● Extract to read:
The "neutral" press gushes over Hillary's "courage."


Read the whole thing (excerpt)

Reporters often loathe being accused of crafting or husbanding a “narrative.” For obvious reasons, they would prefer to think of themselves as neutral arbiters of facts and stewards of balance. But the disbelief one is required to suspend to maintain that fiction while reading Washington Post reporters Phillip Rucker and Anne Gearen’s latest dispatch is too much to suffer. Their latest, “While GOP candidates stammer, Clinton directly confronts race,” is not inaccurate so much as it is a transparent hagiography of the prohibitive Democratic presidential nominee. Her accomplishment? Nobly committing to endure the absolute minimum level of discomfort expected of a presidential candidate.

In assessing the political impact of the aftermath of the atrocity in Charleston, South Carolina perpetrated by an anachronistic racist terrorist, Rucker and Gearen make no pretense of their cause: They came to praise Clinton and to bury those Republicans vying to challenge her next year.


Noting, also not inaccurately, that Republican 2016 hopefuls largely “stammered and stumbled,” or even “lacked sensitivity” when addressing the violence, these Washington Post reporters maintained that Clinton “has forcefully initiated a conversation about race and bigotry.” Quite the “contrast,” they add in a piece that is ostensibly straight reportage.

“The candidates have been balancing the political imperative to present a welcoming face to minority and moderate voters with hesitancy to turn off conservative white voters who see the Confederate flag as a representation of their family heritage and Southern traditions,” The report added. “Clinton’s allies said that her focus on race relations was in keeping with her life’s journey. She grew up during the 1960s civil rights movement and has said that going to see the Rev. Martin Luther King Jr. speak in Chicago as a teenager was a formative moment.”

It’s almost as if that “contrast” these reporters are observing is one that they are also committed to enabling.

● Challenges:
A. Which people are named in the commentary on press coverage of Clinton?
B. Can you pick up the commentary on press coverage of Clinton after its last sentence and keep it going?
None of the data that follows is needed.

● Stored entries:
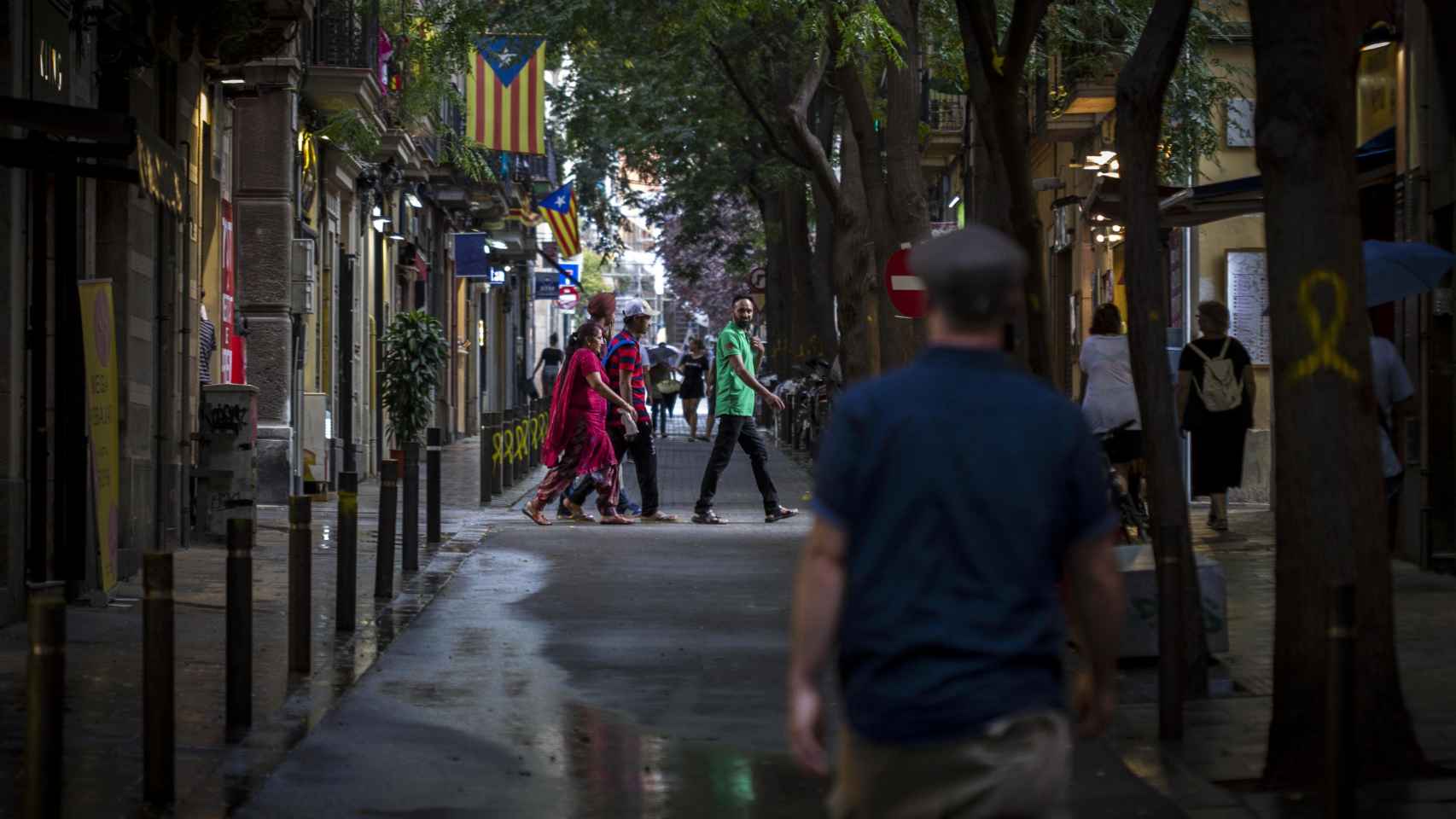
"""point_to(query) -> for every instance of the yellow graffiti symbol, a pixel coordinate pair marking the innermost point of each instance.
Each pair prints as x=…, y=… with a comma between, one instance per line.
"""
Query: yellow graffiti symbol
x=1325, y=336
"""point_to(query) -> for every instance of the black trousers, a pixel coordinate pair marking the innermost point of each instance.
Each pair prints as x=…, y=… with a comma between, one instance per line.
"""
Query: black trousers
x=644, y=454
x=742, y=431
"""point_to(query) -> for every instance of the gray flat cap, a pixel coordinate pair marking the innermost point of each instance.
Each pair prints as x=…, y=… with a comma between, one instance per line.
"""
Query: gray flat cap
x=973, y=272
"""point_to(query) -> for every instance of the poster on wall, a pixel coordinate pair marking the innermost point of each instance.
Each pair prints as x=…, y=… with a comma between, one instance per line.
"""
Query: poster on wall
x=1248, y=301
x=232, y=345
x=103, y=419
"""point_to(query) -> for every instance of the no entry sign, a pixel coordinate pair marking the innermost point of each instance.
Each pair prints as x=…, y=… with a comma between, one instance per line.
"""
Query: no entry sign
x=906, y=290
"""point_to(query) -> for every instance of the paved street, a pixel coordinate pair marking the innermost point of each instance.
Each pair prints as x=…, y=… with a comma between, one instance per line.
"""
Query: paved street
x=591, y=671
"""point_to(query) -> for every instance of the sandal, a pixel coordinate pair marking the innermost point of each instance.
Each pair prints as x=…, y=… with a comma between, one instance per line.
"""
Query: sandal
x=534, y=514
x=782, y=513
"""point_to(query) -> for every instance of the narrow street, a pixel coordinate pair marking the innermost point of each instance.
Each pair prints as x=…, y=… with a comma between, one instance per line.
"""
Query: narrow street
x=597, y=671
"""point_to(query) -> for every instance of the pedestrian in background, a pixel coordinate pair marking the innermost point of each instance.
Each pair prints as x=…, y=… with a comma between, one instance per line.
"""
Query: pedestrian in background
x=737, y=364
x=577, y=443
x=934, y=563
x=1109, y=396
x=1392, y=393
x=693, y=369
x=632, y=431
x=550, y=364
x=1216, y=408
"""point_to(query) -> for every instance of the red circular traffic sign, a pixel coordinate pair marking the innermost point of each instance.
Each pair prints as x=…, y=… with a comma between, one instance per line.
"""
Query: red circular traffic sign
x=906, y=290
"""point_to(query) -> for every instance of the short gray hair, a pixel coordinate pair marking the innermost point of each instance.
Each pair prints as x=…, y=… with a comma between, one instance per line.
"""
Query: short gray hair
x=973, y=276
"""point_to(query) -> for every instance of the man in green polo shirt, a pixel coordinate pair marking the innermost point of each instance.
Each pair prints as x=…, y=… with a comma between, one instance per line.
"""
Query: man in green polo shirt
x=736, y=386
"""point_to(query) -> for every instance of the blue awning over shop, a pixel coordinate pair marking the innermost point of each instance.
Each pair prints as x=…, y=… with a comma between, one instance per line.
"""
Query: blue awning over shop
x=1375, y=163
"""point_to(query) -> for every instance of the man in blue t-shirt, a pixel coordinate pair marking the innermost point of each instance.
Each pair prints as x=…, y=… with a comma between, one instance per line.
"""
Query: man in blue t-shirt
x=951, y=498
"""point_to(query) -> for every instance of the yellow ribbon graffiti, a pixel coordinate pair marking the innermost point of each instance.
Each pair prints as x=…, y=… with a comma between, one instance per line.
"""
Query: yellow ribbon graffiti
x=1325, y=336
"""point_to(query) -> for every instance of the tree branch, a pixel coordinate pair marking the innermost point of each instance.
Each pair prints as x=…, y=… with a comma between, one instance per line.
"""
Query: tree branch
x=753, y=108
x=1025, y=20
x=798, y=117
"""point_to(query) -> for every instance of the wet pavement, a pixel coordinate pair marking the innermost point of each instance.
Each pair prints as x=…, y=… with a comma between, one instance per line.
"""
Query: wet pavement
x=600, y=671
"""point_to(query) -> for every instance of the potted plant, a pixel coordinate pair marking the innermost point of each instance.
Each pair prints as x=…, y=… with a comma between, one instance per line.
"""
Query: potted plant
x=414, y=360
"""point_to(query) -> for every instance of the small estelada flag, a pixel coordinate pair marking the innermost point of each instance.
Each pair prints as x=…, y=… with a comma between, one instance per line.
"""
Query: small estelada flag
x=505, y=98
x=559, y=210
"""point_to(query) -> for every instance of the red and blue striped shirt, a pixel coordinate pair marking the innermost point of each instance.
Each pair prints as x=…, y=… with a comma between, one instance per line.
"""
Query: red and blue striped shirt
x=625, y=355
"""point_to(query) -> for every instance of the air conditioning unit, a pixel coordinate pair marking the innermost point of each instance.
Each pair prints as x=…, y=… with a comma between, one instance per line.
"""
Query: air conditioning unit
x=305, y=278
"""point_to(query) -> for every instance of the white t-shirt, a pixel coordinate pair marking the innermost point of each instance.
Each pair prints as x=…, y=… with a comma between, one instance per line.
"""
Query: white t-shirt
x=1392, y=386
x=1111, y=399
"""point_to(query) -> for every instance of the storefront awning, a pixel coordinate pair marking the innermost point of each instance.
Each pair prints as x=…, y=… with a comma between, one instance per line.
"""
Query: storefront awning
x=1202, y=204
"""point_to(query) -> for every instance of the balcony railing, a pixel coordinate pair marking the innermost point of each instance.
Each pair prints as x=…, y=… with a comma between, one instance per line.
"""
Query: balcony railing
x=946, y=113
x=346, y=34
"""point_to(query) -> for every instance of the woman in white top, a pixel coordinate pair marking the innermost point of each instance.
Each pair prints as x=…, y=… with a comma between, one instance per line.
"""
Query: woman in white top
x=1109, y=396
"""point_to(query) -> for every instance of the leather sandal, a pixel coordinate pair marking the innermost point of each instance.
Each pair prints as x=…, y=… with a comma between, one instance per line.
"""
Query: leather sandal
x=534, y=514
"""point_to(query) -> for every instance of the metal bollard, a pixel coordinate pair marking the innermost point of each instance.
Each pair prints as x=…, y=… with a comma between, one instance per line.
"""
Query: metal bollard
x=239, y=655
x=1171, y=639
x=497, y=454
x=1342, y=767
x=410, y=553
x=433, y=485
x=486, y=451
x=387, y=511
x=346, y=581
x=300, y=582
x=159, y=723
x=45, y=700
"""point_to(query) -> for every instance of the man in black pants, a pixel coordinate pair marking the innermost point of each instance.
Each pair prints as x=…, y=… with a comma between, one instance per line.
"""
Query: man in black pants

● The answers:
A. Hillary Clinton, Phillip Rucker, Anne Gearen, and the Rev. Martin Luther King Jr.

B.
At no point in this piece did the reporters note the Clintons, too, have a complex relationship with the Confederate flag. A Clinton-Gore button from 1992 graced with the Confederate battle flag has led many to wonder if Hillary Clinton’s husband’s campaign endorsed it. But the likely Democratic standard-bearer’s campaign has thus far refused to comment on that matter. How courageous.

There are reasons to believe that Bill Clinton might have embraced this and other campaign buttons that cast him and his Tennessee-based running mate as sons of the South. As governor of Arkansas, Bill Clinton signed a bill affirming that one of the stars on his state’s flag would stand in commemoration of the Confederate States of America. Even former Clinton advisor Paul Begala insisted that Hillary Clinton “absolutely” has to answer for standing by her husband’s decision on that matter all those years ago. The Post, however, seems unconcerned with Clinton’s silence on this issue, too.

As narratives go, the Post’s reporters made a conscious effort to embrace one over another equally compelling version of the aftermath of the Charleston shootings. The reporters spent an inordinate amount of time, perhaps reluctantly, noting that Clinton was forced after lagging behind events to praise Republican South Carolina Gov. Nikki Haley for having the real courage to defy her constituents and demand that the rebel flag be furled forever. Haley is, after all, a Southern Republican governor — a woman and a minority — taking down the flag that was erected first by one of her Democratic predecessors in 1962. Republicans purged the South of the scourge of slavery amid a bloody civil war; Republicans oversaw the dismantling of Jim Crow and the desegregation of the Deep South; and now Republicans, from South Carolina to Mississippi, are flouting some of their more recalcitrant voters and ridding the South of that symbol of rebellion once and for all. The last time Clinton called for the Confederate flag to be lowered in the South was, her campaign insists, 2007. Such bravery.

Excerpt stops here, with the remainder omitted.